§ **Point-per-instance localization data**
- - - - - - -

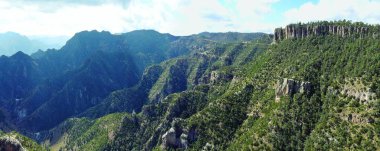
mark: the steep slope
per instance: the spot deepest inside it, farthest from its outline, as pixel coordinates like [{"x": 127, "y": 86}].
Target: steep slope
[
  {"x": 318, "y": 92},
  {"x": 16, "y": 141},
  {"x": 12, "y": 42},
  {"x": 191, "y": 74}
]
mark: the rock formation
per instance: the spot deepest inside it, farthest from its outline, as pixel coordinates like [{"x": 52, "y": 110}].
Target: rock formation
[
  {"x": 8, "y": 143},
  {"x": 314, "y": 29},
  {"x": 218, "y": 77},
  {"x": 289, "y": 87},
  {"x": 177, "y": 138}
]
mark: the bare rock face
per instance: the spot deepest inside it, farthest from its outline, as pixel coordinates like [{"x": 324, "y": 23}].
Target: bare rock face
[
  {"x": 288, "y": 87},
  {"x": 177, "y": 138},
  {"x": 300, "y": 31},
  {"x": 8, "y": 143}
]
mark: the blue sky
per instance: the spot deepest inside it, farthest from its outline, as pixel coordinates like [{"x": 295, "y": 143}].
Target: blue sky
[{"x": 178, "y": 17}]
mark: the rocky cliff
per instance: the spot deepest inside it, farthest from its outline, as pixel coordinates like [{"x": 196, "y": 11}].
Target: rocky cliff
[
  {"x": 289, "y": 87},
  {"x": 341, "y": 29}
]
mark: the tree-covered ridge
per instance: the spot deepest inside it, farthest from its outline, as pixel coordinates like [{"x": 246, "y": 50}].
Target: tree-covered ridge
[
  {"x": 322, "y": 28},
  {"x": 16, "y": 141},
  {"x": 235, "y": 93}
]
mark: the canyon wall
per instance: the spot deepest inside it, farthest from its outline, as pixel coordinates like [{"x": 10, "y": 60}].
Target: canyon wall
[{"x": 305, "y": 30}]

- - - - - - -

The records are given above. Copy each line in them that holds "mark".

mark: the steep slope
mark: the rock formation
mark: the bare rock face
mark: the blue sky
mark: the rocky cliff
mark: the tree-covered ridge
mark: the canyon wall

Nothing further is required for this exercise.